YOUR OBJECTIVE
Begin at the line below that has "Thank you for the photo. Could you please identify the arched". Stop after the line that has "Thank you for the photo. Could you please identify the spire", repeating each line exactly and leaving out the pictures.

Image point grounding data:
====
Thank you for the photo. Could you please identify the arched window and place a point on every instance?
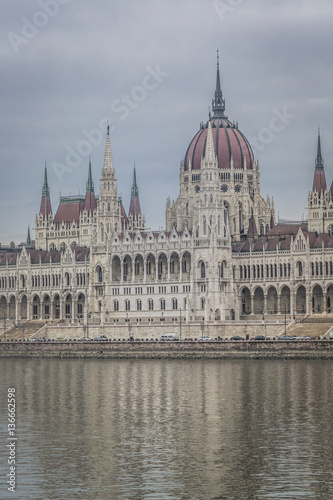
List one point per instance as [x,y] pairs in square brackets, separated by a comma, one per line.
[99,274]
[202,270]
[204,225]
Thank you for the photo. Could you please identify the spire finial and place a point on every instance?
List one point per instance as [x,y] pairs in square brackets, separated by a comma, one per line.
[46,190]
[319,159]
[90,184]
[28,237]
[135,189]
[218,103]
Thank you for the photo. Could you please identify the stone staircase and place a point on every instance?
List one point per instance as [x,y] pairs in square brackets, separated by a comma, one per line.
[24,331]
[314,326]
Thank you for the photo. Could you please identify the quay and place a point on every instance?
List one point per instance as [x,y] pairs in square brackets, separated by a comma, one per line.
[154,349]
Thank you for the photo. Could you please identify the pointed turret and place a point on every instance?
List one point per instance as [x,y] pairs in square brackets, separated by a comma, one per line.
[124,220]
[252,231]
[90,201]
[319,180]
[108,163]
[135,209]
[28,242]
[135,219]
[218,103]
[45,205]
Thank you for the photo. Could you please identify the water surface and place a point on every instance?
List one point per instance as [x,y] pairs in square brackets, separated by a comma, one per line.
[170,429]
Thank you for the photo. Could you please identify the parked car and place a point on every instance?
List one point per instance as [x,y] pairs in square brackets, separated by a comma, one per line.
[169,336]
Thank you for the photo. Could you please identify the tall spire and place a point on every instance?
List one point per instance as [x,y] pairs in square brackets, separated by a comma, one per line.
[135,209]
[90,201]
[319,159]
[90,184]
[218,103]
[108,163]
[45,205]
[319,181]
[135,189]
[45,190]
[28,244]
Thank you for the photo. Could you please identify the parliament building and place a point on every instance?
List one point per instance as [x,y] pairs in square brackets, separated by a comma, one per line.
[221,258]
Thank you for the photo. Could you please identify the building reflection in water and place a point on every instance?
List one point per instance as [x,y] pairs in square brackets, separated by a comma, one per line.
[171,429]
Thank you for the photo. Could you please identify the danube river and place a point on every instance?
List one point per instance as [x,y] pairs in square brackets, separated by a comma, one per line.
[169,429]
====
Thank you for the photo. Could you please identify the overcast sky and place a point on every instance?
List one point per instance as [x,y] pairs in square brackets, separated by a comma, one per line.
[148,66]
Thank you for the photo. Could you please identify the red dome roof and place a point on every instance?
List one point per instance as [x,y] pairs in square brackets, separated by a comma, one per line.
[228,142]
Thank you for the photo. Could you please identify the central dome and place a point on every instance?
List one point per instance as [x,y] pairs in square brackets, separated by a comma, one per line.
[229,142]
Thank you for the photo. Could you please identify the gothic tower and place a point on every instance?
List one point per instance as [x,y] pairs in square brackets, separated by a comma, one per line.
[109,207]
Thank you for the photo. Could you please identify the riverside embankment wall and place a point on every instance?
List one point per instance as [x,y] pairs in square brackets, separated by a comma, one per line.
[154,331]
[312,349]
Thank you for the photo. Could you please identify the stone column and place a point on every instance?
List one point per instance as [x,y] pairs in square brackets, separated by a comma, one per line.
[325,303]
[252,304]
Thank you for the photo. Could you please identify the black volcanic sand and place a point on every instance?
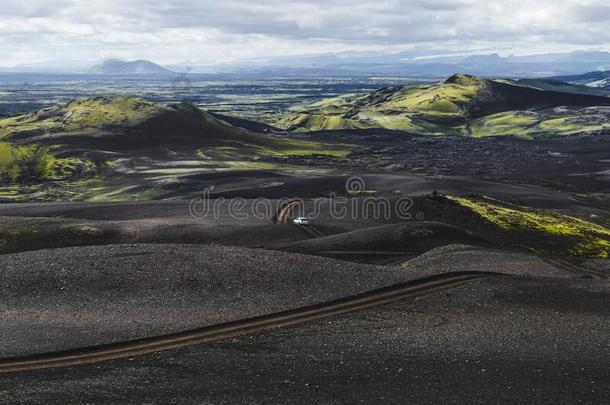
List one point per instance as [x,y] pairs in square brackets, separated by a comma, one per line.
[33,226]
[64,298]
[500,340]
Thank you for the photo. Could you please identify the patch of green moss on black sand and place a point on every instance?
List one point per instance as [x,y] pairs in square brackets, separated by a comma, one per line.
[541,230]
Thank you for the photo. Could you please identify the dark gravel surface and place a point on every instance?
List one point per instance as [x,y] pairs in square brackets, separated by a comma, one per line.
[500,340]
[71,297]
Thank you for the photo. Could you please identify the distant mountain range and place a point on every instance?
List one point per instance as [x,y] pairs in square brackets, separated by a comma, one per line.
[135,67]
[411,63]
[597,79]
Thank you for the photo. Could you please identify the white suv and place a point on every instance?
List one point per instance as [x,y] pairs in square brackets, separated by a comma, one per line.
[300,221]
====
OUTPUT FOR THIS TASK
Thank you for the photo. Could you please identify the arched window and place a point on every instance?
List one point per instance as [x,y] pairs in square brackets, separated by a comma, one per line.
[99,274]
[202,270]
[204,225]
Thank you for the photo. Could you please identify the spire finial and place a point on every instance?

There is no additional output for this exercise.